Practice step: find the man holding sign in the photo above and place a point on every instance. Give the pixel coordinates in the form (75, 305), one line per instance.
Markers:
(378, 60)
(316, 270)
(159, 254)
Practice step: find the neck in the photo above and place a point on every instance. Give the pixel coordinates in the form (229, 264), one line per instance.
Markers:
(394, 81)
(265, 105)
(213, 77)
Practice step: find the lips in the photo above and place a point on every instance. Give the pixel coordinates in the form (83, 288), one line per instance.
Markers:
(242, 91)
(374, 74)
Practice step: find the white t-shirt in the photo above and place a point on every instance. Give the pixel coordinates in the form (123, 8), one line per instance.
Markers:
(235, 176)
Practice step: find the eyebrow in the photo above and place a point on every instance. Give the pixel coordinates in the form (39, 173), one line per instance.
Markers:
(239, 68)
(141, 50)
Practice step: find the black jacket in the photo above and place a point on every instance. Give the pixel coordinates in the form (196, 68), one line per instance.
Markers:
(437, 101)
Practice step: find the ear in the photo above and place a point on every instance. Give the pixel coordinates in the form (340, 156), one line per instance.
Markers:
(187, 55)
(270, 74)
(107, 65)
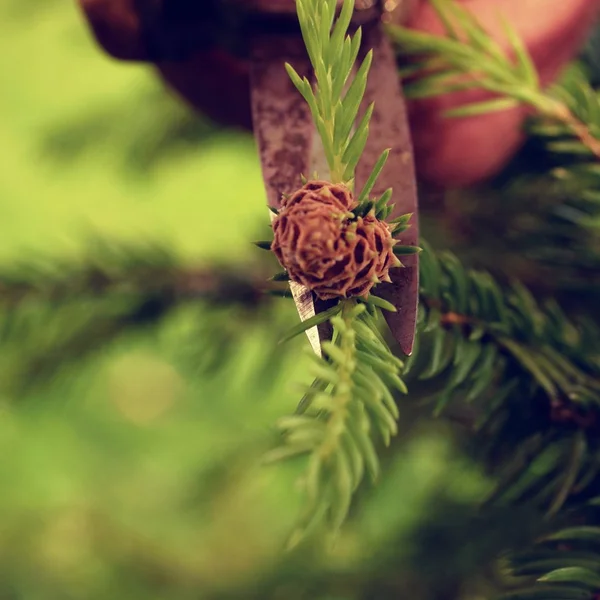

# # # # #

Exercise task - Write out all the records again, switching "Markers" to "Points" everywhere and changing nothing else. Leave out the pictures.

Answer for this exercise -
Practice step: find the man holding sign in the photo above and place a point on every instance. Give the pixel coordinates in the form (75, 305), one line per instance.
Points:
(378, 60)
(316, 270)
(159, 254)
Practice step: find the neck in the photo above and place a point on every instance. Give the pixel coordinates in the form (229, 264), one line per instance.
Points:
(394, 81)
(265, 105)
(213, 77)
Practice step: find the lips in the photo above and place a point on every instance. Give the pixel coordinates in the form (83, 288), one line per instance.
Points:
(242, 91)
(374, 74)
Practice step: find the white t-shirt in the photo above and place a point on every instance. Give the pixel coordinates in the form (123, 8), one line per instance.
Points:
(235, 176)
Practice step: find the eyebrow in the photo above and place a point on every instance. Give the pixel coordinates in the form (39, 173), one line per instance.
Points:
(239, 68)
(141, 50)
Practice step: find the black jacket in the photo above and place a point on every instance. Give the pixel coordinates in the form (196, 68), one line per instance.
Points:
(437, 101)
Practice step: find the ear in the photo above and place a point on every instance. Give the pixel coordinates in the form (340, 156), one line per instance.
Points:
(187, 55)
(270, 74)
(107, 65)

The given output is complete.